## Entries provided

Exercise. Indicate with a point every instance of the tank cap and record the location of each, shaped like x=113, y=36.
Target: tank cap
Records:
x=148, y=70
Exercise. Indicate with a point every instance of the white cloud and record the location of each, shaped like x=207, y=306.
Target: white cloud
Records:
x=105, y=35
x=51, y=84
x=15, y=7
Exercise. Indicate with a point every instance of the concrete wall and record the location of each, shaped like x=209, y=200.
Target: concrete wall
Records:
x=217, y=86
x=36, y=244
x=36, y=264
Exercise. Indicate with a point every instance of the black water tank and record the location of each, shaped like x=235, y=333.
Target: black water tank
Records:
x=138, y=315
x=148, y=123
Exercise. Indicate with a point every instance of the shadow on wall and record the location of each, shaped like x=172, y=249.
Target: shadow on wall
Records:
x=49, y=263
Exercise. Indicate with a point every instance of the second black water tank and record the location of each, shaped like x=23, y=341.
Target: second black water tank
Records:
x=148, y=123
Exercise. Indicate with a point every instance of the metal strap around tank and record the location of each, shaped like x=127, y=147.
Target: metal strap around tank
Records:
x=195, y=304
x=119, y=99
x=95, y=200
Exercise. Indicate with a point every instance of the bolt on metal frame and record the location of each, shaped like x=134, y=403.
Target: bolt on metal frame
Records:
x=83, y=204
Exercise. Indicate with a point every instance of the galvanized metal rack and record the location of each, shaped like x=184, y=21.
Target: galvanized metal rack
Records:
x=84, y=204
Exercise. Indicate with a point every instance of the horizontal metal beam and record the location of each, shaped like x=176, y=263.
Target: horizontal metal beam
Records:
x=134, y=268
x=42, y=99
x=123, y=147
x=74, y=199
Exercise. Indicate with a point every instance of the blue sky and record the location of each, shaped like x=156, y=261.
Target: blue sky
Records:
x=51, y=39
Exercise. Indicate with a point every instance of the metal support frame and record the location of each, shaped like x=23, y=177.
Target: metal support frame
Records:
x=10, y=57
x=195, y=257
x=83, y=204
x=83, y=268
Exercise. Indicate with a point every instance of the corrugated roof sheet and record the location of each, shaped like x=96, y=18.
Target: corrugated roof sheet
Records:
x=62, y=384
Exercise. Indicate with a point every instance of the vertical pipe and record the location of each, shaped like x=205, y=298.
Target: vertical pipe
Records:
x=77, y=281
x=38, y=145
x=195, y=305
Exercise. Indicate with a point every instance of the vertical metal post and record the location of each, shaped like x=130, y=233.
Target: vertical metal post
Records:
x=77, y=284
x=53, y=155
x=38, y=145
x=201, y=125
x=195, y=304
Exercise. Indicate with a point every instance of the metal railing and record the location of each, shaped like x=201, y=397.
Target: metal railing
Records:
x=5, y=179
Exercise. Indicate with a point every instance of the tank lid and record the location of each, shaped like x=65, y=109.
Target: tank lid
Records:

## About this exercise
Scan the material for the word "railing". Return every line where it is found.

## Solution for this problem
Exercise. Indicate with a point every instance of the metal railing and record the location of each, shaped like x=201, y=397.
Target: metal railing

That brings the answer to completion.